▶ ACTIVITY
Set down exactly the lines below, starting at the one that contains "positive clicks: (245, 530)" and ending at the one that contains "box: [0, 0, 720, 710]", with both of those lines included and nothing else.

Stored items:

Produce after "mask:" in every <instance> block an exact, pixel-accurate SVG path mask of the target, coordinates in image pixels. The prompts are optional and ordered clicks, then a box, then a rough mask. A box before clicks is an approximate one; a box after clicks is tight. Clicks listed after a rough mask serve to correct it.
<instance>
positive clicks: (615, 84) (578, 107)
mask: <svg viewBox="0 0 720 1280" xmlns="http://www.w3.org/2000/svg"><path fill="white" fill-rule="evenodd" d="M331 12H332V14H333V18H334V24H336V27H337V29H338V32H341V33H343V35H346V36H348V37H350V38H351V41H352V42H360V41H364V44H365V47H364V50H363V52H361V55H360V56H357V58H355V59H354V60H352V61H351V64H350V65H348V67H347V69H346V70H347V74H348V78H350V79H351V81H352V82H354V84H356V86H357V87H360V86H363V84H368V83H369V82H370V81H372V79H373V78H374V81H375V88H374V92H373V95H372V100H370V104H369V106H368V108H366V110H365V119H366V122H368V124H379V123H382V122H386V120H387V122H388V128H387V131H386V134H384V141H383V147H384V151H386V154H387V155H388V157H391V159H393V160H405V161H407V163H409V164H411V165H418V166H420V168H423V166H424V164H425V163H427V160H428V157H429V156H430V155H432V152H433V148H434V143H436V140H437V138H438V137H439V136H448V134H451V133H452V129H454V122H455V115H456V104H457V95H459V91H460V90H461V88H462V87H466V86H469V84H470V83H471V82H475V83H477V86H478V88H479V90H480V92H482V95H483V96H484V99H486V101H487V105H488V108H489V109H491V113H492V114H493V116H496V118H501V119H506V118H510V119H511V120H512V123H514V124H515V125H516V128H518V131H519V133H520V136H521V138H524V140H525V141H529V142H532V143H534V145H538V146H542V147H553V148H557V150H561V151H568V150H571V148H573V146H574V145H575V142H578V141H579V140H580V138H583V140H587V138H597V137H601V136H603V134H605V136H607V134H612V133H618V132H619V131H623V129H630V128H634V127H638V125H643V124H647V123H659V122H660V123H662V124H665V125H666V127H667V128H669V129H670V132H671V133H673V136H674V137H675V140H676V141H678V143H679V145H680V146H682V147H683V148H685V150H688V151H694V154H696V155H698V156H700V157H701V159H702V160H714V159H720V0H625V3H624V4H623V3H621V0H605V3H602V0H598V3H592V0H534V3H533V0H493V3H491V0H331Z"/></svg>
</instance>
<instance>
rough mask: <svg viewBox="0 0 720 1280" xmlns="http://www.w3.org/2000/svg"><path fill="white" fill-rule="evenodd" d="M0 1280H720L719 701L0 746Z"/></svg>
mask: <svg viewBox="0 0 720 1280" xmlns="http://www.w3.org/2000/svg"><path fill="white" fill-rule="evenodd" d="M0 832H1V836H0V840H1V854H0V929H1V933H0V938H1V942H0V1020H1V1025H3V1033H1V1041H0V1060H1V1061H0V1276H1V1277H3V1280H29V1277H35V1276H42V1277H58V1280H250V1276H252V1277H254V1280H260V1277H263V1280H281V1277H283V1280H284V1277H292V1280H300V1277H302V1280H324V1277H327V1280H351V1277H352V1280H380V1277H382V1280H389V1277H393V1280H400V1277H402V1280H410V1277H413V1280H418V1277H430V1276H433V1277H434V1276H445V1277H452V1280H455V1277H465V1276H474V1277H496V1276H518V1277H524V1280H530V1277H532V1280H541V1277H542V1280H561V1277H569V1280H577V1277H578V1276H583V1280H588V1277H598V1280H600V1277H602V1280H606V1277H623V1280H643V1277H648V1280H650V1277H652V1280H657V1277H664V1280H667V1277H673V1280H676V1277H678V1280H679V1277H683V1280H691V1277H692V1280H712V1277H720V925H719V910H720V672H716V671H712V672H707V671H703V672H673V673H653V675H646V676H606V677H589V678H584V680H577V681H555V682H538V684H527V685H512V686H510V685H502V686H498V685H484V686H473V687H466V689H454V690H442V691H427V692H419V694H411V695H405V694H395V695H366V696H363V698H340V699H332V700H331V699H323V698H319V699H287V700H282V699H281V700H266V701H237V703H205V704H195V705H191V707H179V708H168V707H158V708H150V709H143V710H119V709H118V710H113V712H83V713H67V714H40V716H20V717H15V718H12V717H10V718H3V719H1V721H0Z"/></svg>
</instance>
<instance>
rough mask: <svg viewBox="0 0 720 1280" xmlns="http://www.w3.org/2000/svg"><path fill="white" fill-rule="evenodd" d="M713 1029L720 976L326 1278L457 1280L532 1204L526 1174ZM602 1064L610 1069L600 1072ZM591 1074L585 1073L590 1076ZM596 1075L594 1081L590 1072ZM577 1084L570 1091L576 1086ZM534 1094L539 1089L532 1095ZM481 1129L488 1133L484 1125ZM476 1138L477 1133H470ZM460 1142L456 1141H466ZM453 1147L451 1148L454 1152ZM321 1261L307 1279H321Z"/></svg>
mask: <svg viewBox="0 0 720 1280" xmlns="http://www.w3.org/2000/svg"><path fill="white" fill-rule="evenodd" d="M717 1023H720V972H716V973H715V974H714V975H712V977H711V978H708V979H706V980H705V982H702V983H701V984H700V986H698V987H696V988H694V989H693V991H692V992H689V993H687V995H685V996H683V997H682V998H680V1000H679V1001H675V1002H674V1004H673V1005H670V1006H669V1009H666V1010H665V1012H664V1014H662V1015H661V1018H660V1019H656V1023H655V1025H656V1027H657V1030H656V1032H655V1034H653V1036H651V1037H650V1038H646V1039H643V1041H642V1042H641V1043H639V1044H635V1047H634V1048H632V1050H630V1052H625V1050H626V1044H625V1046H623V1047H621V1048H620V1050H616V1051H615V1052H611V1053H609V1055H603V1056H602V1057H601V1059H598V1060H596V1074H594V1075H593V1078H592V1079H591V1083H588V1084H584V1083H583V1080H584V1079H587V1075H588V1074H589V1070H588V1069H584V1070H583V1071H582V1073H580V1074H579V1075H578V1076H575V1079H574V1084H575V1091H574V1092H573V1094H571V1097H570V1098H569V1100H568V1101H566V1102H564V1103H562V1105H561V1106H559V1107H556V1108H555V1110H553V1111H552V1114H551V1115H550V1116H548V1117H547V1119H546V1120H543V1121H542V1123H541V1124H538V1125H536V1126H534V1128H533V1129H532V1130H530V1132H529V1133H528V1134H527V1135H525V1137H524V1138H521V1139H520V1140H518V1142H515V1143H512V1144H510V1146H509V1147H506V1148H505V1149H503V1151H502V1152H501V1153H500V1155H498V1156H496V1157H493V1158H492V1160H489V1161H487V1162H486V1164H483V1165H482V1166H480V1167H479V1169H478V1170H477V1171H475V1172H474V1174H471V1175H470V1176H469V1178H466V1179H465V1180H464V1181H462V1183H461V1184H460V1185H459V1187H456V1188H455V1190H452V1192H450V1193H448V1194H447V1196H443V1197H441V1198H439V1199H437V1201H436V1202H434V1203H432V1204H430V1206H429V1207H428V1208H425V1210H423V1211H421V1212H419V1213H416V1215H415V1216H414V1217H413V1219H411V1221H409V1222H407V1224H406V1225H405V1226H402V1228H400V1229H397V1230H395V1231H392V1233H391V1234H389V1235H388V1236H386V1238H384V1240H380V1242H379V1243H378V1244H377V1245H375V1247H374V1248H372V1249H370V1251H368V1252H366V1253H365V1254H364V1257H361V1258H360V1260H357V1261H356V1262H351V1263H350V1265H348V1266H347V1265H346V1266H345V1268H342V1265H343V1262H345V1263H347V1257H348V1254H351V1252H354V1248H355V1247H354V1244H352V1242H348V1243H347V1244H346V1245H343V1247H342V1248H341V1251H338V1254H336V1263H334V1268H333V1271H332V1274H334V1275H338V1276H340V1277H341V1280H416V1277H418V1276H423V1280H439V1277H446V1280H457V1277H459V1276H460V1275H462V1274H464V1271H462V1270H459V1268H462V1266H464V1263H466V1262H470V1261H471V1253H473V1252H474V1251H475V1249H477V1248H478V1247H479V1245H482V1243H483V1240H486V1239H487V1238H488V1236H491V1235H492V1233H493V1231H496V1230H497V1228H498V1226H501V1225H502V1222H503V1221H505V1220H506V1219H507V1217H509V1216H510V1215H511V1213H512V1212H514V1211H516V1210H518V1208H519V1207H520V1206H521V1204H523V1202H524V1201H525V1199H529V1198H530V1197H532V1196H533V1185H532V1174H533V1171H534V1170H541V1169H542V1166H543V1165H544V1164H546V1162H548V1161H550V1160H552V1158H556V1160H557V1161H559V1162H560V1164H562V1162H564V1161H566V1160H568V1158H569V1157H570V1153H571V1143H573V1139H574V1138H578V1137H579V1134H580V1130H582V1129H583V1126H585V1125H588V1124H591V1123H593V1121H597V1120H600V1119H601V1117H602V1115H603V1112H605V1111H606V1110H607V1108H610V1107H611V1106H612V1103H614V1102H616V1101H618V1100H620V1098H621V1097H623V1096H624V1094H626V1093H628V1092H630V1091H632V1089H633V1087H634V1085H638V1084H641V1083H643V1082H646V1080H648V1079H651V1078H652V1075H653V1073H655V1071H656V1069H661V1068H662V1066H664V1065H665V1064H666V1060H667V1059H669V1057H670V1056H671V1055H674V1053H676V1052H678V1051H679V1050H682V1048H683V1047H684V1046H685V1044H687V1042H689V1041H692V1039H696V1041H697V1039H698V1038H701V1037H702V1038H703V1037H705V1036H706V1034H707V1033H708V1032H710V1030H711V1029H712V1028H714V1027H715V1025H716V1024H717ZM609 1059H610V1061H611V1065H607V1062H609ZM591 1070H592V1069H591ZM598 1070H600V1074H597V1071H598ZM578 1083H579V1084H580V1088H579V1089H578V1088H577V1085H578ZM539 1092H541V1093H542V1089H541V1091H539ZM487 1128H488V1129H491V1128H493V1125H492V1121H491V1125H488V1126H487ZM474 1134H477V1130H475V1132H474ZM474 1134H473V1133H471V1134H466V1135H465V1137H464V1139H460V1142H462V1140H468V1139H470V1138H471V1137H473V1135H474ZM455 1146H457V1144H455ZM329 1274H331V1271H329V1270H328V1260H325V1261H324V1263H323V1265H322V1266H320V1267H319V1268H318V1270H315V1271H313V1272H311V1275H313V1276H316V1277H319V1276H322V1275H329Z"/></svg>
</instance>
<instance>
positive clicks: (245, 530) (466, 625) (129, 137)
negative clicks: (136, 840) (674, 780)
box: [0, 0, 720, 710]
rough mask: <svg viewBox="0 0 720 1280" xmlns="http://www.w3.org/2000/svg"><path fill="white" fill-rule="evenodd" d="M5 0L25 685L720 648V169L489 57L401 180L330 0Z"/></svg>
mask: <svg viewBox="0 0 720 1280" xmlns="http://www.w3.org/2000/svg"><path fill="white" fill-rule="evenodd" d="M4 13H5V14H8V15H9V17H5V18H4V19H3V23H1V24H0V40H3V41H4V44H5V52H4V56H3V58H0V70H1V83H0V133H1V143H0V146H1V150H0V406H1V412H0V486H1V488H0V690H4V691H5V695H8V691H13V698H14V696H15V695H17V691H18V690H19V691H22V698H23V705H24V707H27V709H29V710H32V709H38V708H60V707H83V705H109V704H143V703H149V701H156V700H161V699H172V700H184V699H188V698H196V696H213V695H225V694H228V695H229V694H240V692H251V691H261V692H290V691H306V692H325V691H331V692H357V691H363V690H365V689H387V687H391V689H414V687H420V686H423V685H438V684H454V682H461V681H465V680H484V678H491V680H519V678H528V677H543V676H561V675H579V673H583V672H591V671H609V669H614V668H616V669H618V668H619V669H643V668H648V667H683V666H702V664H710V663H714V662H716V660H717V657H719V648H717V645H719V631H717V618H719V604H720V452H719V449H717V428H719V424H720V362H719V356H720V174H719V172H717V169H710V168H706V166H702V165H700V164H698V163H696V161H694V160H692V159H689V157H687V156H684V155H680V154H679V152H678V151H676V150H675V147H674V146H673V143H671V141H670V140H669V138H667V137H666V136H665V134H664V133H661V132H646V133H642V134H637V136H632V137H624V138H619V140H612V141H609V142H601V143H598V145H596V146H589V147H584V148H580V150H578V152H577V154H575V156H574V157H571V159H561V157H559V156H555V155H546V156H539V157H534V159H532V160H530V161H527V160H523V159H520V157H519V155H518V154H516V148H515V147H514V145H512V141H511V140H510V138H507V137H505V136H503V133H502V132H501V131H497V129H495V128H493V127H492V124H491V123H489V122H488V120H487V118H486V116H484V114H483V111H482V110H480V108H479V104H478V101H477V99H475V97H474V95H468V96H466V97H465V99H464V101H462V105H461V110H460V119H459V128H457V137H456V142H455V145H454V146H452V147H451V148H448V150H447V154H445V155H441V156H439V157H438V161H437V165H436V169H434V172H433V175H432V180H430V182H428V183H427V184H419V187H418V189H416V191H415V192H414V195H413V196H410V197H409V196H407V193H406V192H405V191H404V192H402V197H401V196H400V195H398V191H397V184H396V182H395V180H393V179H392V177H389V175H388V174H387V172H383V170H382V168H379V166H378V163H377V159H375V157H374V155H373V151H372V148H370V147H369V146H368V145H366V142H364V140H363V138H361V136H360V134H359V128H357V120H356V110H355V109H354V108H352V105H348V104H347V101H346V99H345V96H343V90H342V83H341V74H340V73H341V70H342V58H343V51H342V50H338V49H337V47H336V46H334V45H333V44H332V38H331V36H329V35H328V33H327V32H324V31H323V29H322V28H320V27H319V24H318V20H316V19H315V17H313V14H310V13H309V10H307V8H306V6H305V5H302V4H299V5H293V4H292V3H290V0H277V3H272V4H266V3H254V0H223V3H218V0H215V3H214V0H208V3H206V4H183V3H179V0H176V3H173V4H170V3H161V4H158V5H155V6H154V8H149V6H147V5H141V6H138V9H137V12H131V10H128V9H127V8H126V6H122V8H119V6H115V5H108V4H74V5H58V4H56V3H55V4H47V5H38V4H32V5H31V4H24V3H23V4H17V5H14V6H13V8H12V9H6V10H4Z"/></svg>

▶ RESPONSE TO THIS EXERCISE
positive clicks: (245, 530) (466, 625) (129, 137)
negative clicks: (136, 840) (674, 780)
box: [0, 0, 720, 710]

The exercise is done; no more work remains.